**TEXTE DE LA PAGE**:
^^^^^^^^

Ce que je veux montrer est que l'on a atteint ce que j'appelle le point d'inflexion dans l'histoire du capitalisme, où soutenir indéfiniment un taux de croissance moyenne de 3% est de moins en moins réalisable. Ce que ça implique est que nous faisons face à un choix historique. Nous pouvons nous organiser pour nous débarrasser du capitalisme, ou le capitalisme peut continuer à inventer de nouveaux titres financiers encore plus intangibles, qui monteront en flèche, provoqueront des bulles qui exploseront. Le gros morceau dont ils parlent en ce moment est le marché du carbone. Vous pouvez investir dans le climat de demain. Nous vivons dans un monde d'investissements fictifs et notionnels incroyables.
Tandis que des gens meurent de faim ou essaient de vivre avec deux dollars par jour, d'autres font d'incroyables sommes d'argent en vendant et en achetant sur de tels marchés d'investissements fictifs. L'année dernière simplement, cinq dirigeants de fonds d'investissements avaient des revenus personnels de plus de 3 milliards chacun en seulement un an. Pendant ce temps, en Haïti, vous aviez une spirale conduisant à une pauvreté de plus en plus aiguë, même avant le tremblement de terre. On doit se demander dans quel monde on vit.
Donc oui, le capital peut durer, la classe capitaliste peut se préserver et même prospérer- elle devient en fait extrêmement riche durant cette crise. Toutefois, à un certain point, les gens vont regarder cette polarisation de classe croissante et dire ça suffit comme ça et faire quelque chose à ce sujet.
A-t-on mis assez de capital hors-circuit pour éviter un nouveau crash à moyen terme?
C'est très difficile à dire. Quand je dis que le capital déplace la crise, cela ne veut pas dire que l'on peut voir où elle va aller. J'étais un peu surpris quand la crise Grecque a éclaté et est devenue le gros problème. Mais il signale que, dans une certaine mesure, le secteur bancaire et les institutions financières sont stabilisés. Ils l'ont été par les Etats, qui les ont tirés d'affaire. La crise a donc été déplacée des banques aux dettes publiques. Maintenant nous le voyons pour la Grèce, l'Espagne, le Portugal et l'Irlande. Et je pense que la dette publique pourrait être une épreuve pour la Grande-Bretagne également dans un futur pas si lointain.
On s'interrogera aussi sur la dette publique des Etats-Unis. L'une des choses vraiment fascinantes à propos des Etats-Unis est que si vous deviez faire la somme de toutes les dettes- dette des Etats, dette fédérale, dette des entreprises et dette individuelle- 40% du total est intrinsèquement lié au marché des prêts immobiliers. C'est pourquoi la crise a été centrée là-dessus.
Je ne sais pas où la crise ira ensuite, mais l'un des endroits pour lesquels je m'inquiéterais est la Chine. Je ne suis pas un expert de ce pays, mais tout ce dont j'entends parler, comme le doublement des prix immobiliers à Shangaï l'année dernière, indique que des problèmes se préparent. Ils ont un boum immobilier, tout comme celui qu'ont connu les Etats-Unis et la Grande- Bretagne ces dix dernières années.

^^^^^^^^

**TÂCHE 1**: D'après le texte, quelle part du total des dettes aux États-Unis est intrinsèquement liée au marché des prêts immobiliers ?
Le texte et la liste sont des documents sans lien entre eux.

Données d'annotation par points
^^^^^^^^

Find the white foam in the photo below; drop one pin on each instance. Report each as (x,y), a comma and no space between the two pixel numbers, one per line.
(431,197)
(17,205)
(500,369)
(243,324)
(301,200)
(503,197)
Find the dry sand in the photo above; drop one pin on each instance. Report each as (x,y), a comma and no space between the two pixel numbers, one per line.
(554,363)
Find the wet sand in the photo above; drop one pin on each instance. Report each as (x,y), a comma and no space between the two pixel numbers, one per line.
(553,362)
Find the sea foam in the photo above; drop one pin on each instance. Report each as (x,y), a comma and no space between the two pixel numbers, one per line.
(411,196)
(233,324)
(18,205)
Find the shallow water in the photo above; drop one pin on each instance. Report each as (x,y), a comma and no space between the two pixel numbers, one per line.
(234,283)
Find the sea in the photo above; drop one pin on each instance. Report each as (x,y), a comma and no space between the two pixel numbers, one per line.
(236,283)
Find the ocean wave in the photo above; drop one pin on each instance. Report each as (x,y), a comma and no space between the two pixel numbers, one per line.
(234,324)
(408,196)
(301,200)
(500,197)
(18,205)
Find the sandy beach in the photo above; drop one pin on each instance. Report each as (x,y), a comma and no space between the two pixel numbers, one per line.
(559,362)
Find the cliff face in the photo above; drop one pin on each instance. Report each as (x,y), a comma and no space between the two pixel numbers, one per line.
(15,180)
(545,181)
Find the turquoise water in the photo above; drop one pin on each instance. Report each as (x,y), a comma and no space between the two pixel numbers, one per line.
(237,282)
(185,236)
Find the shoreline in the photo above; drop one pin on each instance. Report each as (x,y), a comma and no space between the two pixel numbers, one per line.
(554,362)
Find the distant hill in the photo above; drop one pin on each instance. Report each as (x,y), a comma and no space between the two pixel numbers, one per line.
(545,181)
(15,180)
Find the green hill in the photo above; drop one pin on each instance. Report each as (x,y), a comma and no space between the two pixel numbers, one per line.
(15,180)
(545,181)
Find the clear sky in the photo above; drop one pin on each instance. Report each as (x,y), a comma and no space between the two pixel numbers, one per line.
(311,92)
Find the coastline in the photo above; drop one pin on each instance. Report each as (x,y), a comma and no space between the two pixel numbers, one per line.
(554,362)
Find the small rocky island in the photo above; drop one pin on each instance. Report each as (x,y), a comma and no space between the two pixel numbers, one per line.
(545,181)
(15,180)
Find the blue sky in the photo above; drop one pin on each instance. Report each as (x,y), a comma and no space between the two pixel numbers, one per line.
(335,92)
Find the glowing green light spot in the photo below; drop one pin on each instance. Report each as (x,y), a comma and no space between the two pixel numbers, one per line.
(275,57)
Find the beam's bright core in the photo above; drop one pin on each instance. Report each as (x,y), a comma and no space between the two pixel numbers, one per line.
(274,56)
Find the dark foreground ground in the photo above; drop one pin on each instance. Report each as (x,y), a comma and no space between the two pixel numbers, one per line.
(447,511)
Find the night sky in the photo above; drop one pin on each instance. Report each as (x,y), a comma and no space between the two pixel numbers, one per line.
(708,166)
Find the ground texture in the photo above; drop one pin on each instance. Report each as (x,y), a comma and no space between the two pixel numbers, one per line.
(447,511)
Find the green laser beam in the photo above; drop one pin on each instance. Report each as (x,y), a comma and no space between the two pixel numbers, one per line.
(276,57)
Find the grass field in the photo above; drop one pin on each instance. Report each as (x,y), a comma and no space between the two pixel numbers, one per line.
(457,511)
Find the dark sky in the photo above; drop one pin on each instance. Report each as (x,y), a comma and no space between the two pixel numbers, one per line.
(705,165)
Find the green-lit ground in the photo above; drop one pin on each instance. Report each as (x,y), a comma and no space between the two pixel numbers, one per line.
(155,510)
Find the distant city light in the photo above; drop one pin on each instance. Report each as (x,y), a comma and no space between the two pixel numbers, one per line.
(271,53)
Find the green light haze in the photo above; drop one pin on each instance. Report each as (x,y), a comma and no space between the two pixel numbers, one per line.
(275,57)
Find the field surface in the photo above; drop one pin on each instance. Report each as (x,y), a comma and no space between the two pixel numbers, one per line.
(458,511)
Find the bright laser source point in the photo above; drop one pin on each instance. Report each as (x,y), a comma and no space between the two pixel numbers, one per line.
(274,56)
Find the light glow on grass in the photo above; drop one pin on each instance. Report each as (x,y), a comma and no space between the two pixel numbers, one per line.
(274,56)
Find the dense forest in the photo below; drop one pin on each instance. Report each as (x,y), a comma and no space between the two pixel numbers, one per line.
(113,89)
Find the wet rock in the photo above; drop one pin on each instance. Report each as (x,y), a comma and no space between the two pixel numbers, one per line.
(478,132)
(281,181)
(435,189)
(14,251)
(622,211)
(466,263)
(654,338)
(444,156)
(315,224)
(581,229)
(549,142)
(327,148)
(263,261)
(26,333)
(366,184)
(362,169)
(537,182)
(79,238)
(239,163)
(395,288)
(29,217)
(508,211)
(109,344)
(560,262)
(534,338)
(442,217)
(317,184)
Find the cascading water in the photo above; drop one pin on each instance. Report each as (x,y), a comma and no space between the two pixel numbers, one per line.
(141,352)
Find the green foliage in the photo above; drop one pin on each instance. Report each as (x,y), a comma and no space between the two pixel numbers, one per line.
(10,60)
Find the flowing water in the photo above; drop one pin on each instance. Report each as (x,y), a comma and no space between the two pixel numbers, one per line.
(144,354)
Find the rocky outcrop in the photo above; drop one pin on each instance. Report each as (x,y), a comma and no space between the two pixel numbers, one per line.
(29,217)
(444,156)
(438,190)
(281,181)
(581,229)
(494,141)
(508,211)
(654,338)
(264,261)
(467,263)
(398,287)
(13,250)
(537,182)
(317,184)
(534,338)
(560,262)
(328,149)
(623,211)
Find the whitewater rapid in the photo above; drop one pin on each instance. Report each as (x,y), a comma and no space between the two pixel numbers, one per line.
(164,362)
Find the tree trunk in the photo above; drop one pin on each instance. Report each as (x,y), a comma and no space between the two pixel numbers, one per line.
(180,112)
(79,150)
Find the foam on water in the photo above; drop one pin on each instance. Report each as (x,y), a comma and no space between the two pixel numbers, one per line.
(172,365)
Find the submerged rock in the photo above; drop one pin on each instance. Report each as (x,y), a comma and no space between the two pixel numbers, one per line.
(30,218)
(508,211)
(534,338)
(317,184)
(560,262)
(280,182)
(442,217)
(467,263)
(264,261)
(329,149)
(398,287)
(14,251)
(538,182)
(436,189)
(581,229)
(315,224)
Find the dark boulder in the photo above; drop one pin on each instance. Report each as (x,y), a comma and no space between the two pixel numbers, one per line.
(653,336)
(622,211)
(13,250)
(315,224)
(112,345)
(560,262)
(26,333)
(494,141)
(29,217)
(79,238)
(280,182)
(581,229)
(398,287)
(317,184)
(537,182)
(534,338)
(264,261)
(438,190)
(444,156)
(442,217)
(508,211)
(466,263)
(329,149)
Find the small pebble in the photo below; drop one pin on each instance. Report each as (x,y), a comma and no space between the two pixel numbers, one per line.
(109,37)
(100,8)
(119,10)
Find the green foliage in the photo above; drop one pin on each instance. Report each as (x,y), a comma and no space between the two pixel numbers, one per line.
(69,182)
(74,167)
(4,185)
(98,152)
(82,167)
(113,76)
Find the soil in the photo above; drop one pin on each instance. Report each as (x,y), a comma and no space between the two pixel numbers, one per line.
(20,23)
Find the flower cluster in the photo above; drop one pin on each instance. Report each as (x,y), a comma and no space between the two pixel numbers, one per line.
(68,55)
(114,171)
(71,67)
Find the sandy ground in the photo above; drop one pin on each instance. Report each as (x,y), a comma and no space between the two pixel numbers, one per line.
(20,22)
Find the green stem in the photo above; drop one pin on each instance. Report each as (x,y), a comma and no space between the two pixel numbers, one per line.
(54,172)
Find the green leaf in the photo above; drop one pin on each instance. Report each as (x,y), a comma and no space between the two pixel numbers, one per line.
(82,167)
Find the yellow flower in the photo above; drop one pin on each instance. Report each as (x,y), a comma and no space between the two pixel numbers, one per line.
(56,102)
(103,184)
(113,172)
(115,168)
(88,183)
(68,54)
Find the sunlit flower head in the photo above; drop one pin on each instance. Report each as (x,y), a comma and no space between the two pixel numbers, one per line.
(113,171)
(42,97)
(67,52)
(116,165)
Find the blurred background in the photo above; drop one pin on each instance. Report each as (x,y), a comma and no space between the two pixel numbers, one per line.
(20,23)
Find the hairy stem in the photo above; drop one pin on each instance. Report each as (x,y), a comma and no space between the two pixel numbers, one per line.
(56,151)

^^^^^^^^

**TÂCHE 2**: Rassemblez chaque ligne de la liste où figure la chaîne "distant", en respectant la casse.

**SOLUTION 1**: 40 % du total.

**SOLUTION 2**:
Find the distant hill in the photo above; drop one pin on each instance. Report each as (x,y), a comma and no space between the two pixel numbers, one per line.
Find the distant city light in the photo above; drop one pin on each instance. Report each as (x,y), a comma and no space between the two pixel numbers, one per line.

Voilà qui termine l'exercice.